**Short problem:**
Every line from the one with "puck above? Mark it with a dot." to the end of the data needs to be copied exactly, and no line before it.

**Available records:**
____________________

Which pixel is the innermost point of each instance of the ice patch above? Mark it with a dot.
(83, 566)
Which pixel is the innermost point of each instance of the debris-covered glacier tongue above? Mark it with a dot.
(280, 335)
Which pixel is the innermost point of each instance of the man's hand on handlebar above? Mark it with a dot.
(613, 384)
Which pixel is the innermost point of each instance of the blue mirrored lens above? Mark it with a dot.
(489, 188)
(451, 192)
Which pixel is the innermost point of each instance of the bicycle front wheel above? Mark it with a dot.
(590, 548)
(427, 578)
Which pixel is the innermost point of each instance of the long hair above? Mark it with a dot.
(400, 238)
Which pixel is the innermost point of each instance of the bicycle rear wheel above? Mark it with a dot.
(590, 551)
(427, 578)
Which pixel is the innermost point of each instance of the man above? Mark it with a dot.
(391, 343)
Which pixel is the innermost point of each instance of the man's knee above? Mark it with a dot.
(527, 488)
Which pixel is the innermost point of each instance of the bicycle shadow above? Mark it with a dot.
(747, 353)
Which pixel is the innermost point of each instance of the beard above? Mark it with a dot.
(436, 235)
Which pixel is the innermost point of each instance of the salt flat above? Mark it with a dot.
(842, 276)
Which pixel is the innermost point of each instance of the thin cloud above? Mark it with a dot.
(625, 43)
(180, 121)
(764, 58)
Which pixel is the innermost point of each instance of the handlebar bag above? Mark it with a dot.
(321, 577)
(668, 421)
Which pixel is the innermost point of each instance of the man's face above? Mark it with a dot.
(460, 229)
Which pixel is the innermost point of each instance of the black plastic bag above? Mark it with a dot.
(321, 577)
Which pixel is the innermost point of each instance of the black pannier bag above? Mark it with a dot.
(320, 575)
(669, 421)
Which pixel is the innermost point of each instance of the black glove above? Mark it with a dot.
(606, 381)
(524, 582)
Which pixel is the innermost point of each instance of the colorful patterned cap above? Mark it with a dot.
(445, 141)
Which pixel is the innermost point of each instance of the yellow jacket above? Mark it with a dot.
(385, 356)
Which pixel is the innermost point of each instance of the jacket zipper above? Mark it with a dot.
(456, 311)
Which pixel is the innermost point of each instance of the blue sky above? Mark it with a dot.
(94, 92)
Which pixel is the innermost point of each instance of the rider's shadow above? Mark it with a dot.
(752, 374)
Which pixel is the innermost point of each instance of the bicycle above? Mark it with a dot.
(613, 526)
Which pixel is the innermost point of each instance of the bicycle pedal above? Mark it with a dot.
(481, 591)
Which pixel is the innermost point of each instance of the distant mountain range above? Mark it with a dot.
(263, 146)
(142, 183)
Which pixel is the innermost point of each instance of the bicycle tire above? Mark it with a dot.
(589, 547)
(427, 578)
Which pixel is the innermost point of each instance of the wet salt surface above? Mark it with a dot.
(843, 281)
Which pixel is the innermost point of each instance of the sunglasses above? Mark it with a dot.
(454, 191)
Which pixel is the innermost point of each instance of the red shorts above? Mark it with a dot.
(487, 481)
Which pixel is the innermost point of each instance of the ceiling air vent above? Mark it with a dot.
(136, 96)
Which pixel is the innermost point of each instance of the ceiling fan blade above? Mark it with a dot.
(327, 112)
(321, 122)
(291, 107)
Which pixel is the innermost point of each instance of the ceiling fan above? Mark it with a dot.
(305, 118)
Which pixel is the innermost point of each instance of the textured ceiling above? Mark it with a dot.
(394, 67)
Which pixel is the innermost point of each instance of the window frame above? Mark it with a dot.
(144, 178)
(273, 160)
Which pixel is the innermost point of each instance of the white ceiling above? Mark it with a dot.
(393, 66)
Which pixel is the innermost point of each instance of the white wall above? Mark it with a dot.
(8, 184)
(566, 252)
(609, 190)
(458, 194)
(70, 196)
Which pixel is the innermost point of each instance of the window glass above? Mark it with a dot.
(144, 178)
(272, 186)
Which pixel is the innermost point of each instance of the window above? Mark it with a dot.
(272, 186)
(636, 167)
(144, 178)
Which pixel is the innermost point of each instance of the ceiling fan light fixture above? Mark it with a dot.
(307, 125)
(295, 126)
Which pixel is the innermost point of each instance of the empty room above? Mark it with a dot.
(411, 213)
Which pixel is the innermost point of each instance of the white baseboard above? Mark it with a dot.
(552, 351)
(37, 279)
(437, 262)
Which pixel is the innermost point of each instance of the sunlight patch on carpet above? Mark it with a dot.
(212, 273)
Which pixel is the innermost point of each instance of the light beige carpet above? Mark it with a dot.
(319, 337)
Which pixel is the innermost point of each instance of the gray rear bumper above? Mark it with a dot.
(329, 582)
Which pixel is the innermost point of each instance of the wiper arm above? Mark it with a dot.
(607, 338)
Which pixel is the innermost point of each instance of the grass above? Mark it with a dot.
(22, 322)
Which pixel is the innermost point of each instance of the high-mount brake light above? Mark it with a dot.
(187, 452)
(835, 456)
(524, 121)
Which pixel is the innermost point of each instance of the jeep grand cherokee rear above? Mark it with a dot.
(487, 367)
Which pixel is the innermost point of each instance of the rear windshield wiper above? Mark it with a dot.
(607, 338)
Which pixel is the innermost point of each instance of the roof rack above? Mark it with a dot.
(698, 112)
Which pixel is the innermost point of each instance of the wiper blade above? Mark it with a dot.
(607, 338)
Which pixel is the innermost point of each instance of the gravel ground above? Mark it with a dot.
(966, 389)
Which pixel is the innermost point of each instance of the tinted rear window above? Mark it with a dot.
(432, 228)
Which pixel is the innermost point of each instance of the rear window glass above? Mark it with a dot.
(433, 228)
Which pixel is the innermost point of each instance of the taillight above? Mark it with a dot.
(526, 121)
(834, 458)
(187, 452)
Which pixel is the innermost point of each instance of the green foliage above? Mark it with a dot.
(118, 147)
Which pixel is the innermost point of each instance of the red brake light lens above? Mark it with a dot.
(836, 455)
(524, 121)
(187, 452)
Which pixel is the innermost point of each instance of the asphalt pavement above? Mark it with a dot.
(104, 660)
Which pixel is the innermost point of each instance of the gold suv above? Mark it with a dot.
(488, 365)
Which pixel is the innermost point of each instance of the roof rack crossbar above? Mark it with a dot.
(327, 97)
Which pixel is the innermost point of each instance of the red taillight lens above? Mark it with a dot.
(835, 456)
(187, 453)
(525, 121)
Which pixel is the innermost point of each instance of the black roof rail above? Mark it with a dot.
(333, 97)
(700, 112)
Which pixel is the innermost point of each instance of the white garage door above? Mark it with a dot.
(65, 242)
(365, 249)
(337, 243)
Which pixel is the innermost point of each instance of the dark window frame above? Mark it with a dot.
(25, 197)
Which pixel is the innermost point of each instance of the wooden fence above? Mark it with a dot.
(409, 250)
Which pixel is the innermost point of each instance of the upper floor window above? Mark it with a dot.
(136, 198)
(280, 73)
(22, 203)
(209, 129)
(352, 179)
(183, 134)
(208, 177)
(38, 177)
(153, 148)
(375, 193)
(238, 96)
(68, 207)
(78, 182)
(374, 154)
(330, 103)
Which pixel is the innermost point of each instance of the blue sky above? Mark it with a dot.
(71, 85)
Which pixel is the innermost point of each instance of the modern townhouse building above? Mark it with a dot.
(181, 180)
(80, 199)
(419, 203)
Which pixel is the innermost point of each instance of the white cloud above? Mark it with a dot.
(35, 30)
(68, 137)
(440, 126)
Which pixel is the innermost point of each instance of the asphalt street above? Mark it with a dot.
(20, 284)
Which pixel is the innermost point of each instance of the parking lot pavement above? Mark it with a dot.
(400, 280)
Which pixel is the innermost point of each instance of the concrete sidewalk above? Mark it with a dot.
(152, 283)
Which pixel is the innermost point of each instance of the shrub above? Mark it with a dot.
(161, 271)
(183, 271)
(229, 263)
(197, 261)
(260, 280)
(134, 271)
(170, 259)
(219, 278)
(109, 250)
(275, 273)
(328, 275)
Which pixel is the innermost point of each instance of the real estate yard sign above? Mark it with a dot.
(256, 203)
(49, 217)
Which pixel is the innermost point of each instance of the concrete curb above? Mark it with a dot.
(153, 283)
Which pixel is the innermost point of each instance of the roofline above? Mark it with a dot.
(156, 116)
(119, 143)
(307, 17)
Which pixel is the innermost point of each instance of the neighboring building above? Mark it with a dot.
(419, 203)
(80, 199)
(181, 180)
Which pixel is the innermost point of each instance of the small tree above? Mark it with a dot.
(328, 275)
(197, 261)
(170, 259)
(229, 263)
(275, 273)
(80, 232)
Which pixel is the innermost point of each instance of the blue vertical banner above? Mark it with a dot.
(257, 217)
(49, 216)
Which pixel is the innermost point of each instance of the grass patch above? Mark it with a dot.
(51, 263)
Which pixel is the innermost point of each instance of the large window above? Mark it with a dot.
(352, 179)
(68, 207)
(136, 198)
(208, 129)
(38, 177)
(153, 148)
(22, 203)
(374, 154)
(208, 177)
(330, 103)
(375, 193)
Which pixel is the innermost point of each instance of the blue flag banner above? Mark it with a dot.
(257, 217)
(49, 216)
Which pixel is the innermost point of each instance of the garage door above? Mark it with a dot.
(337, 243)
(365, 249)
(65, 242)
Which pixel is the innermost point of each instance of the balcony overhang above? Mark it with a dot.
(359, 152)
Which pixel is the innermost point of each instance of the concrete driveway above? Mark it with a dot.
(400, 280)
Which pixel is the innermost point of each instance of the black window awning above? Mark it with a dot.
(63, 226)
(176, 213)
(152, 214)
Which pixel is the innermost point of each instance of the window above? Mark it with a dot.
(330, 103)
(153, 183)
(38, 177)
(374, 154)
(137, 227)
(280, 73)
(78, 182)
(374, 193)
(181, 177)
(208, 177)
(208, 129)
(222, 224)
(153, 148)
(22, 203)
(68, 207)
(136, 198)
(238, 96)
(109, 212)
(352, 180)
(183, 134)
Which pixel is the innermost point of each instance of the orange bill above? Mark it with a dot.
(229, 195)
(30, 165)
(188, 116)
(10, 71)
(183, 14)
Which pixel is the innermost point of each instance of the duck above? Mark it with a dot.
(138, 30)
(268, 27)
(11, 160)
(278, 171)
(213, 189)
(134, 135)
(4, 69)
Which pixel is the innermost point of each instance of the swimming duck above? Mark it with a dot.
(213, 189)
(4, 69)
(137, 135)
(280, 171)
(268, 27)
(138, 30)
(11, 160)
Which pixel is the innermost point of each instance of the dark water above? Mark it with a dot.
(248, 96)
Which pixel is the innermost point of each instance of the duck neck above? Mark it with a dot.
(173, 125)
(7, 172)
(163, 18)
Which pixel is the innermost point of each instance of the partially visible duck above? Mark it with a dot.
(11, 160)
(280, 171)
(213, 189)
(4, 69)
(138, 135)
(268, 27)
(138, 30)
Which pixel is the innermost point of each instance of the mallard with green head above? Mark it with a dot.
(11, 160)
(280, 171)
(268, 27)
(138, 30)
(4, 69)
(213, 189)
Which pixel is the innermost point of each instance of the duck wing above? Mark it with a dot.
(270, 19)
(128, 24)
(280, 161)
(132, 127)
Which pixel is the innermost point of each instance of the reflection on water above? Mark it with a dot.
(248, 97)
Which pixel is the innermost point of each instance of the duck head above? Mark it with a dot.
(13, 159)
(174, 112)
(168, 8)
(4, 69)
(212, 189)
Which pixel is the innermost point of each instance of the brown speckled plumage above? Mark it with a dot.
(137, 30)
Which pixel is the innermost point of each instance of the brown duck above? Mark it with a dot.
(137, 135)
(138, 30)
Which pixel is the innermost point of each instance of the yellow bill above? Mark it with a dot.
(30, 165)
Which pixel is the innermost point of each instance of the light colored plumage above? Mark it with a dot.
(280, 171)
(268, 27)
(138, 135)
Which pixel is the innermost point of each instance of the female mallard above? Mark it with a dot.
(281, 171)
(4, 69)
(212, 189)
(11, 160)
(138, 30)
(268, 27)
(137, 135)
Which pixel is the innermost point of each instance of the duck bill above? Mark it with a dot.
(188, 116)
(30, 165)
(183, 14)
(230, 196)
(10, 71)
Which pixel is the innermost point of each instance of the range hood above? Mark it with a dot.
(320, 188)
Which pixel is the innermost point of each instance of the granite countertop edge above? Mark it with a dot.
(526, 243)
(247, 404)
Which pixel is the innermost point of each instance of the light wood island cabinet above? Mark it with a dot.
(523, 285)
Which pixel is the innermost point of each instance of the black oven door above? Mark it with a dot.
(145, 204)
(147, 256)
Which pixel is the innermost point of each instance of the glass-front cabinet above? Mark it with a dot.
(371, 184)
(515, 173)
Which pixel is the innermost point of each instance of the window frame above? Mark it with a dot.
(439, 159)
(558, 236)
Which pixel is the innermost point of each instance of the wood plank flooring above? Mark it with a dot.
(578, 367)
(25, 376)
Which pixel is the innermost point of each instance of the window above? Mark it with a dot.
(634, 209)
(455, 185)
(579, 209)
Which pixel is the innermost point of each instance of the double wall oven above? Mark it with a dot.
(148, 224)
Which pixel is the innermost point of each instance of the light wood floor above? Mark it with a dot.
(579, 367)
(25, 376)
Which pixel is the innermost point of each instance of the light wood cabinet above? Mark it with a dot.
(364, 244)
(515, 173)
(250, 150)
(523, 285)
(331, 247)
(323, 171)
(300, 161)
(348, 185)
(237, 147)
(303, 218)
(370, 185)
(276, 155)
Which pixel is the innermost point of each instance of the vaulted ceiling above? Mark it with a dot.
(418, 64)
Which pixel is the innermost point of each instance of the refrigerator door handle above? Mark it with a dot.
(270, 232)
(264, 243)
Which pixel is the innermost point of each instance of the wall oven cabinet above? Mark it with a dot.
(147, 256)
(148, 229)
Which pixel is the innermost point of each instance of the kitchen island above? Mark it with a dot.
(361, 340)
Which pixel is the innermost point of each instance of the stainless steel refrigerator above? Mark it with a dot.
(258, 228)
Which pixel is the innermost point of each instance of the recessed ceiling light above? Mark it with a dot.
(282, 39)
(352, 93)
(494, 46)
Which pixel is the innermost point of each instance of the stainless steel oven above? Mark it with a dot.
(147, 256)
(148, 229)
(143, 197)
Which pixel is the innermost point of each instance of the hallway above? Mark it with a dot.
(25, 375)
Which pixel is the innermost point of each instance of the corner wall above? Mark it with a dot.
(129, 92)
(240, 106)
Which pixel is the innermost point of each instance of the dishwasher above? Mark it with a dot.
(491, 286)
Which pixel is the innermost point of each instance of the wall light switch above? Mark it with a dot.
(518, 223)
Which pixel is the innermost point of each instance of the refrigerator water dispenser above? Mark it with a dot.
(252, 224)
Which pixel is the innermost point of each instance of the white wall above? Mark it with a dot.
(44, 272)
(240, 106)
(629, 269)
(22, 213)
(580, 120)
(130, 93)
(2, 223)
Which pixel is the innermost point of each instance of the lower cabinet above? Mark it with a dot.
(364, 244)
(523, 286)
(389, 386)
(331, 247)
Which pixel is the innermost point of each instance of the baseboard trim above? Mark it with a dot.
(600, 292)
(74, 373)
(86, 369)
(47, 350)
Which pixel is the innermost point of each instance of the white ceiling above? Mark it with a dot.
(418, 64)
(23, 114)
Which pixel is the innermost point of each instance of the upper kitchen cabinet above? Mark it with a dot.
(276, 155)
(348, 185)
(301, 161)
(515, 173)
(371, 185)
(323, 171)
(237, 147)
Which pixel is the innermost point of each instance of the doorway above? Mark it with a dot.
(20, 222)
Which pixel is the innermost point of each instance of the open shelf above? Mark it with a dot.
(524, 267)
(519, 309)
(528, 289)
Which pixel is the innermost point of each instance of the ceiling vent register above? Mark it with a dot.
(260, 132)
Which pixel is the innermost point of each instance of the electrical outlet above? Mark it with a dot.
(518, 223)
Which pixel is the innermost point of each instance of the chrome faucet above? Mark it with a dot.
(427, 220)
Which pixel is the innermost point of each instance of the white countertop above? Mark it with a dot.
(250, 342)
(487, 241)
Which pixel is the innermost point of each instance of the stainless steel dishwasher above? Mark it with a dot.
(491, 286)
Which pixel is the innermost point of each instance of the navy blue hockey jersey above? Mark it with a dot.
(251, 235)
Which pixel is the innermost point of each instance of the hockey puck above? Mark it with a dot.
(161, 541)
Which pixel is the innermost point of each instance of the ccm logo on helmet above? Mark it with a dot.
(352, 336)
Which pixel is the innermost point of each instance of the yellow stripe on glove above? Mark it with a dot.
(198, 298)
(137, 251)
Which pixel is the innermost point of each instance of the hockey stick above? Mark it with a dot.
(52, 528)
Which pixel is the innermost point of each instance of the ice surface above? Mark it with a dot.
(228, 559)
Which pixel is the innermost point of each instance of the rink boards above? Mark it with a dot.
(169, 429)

____________________

**Expected output:**
Which pixel is the innermost point of each instance of the hockey puck above? Mark it with a dot.
(161, 541)
Which pixel is the innermost point of each instance of the ccm logo on helmet above? Mark it with a dot.
(352, 336)
Which pixel is the innermost point of each instance of the yellow stripe on glove above? Mark it with a dot.
(198, 298)
(137, 251)
Which pixel is the innermost point of each instance of the hockey stick above? Mark it with a dot.
(52, 528)
Which pixel is the innermost point of each instance of the ice surface above? Mark it with a dot.
(228, 559)
Which pixel is the innermost point of each instance of the rink boards above? Mark it with a dot.
(169, 429)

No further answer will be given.